Task prompt. Restate every entry word for word.

Rows.
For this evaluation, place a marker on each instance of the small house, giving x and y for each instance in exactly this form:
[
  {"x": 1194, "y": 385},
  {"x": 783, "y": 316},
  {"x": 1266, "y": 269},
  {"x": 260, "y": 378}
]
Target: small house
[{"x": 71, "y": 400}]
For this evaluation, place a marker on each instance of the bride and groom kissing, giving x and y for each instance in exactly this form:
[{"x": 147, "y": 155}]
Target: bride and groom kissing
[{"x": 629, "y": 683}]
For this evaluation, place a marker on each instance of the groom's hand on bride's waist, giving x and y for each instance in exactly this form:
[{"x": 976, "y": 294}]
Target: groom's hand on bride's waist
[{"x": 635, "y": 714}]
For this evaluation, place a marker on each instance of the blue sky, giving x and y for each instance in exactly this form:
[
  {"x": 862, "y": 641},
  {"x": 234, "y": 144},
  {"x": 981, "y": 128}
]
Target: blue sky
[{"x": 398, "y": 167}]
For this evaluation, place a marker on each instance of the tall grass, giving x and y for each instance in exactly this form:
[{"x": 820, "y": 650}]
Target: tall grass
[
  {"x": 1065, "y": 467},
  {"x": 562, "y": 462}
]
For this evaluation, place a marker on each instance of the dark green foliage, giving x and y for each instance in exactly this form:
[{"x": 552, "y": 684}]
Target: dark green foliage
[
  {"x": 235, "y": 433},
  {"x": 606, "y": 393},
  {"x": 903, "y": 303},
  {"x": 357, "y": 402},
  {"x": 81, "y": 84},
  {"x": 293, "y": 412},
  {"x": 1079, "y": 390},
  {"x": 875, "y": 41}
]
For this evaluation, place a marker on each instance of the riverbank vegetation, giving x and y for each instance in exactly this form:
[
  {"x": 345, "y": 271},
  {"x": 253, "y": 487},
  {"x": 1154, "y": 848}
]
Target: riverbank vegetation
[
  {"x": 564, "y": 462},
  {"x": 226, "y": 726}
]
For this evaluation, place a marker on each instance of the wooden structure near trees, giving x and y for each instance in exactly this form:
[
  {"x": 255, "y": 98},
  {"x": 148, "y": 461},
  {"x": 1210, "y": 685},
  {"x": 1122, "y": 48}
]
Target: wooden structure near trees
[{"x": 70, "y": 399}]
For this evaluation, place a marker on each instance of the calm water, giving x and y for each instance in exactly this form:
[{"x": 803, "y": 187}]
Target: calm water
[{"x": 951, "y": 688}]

Response to this exercise.
For this evaluation, place a marker on each instance of the small house, giving x and y for each instance in exactly this form:
[
  {"x": 1194, "y": 385},
  {"x": 783, "y": 316},
  {"x": 1266, "y": 269},
  {"x": 260, "y": 378}
]
Target: small house
[{"x": 71, "y": 400}]
For this evaluation, place a marker on each instance of the bride and groom kissing, giving x and y for each instance in exactly this form:
[{"x": 147, "y": 155}]
Target: bride and groom kissing
[{"x": 629, "y": 683}]
For this evaluation, place a marker on each instance of the groom's hand on bride's waist, giving x and y for each instance in exactly this form:
[{"x": 976, "y": 294}]
Target: groom's hand on bride's waist
[{"x": 635, "y": 714}]
For this evaluation, place a marker on each instance of the blue sky, giving x and y for each instance in exactly this form:
[
  {"x": 862, "y": 641},
  {"x": 234, "y": 144},
  {"x": 981, "y": 128}
]
Target: blue sky
[{"x": 398, "y": 167}]
For this evaluation, place a marker on each instance of the tall grass, giving x and y for each instance in exactly this form:
[{"x": 820, "y": 650}]
Target: tall grass
[
  {"x": 1065, "y": 467},
  {"x": 562, "y": 462}
]
For this evaluation, place a marker on each instance of the dark green foliage, giving x and y for each instance in exactly this form:
[{"x": 552, "y": 684}]
Target: dark green foliage
[
  {"x": 235, "y": 433},
  {"x": 606, "y": 393},
  {"x": 903, "y": 303},
  {"x": 357, "y": 402},
  {"x": 81, "y": 84},
  {"x": 293, "y": 412},
  {"x": 1079, "y": 390},
  {"x": 875, "y": 41}
]
For this evaluation, place a marker on each instance of the riverbank vegetation, giving x and y for each instance in exactly this form:
[
  {"x": 345, "y": 271},
  {"x": 253, "y": 487},
  {"x": 1154, "y": 848}
]
Target: riverbank vegetation
[
  {"x": 564, "y": 462},
  {"x": 226, "y": 726}
]
For this evaluation, place a marker on each instance of the wooden structure near trees, giving x and y for each instance in exactly this form:
[
  {"x": 255, "y": 98},
  {"x": 148, "y": 461},
  {"x": 1210, "y": 685},
  {"x": 1122, "y": 48}
]
Target: wooden structure near trees
[{"x": 70, "y": 399}]
For this evaluation, place a marker on each instance of the calm water, giving x and y for each instance in exactly this form:
[{"x": 803, "y": 187}]
Target: calm water
[{"x": 951, "y": 688}]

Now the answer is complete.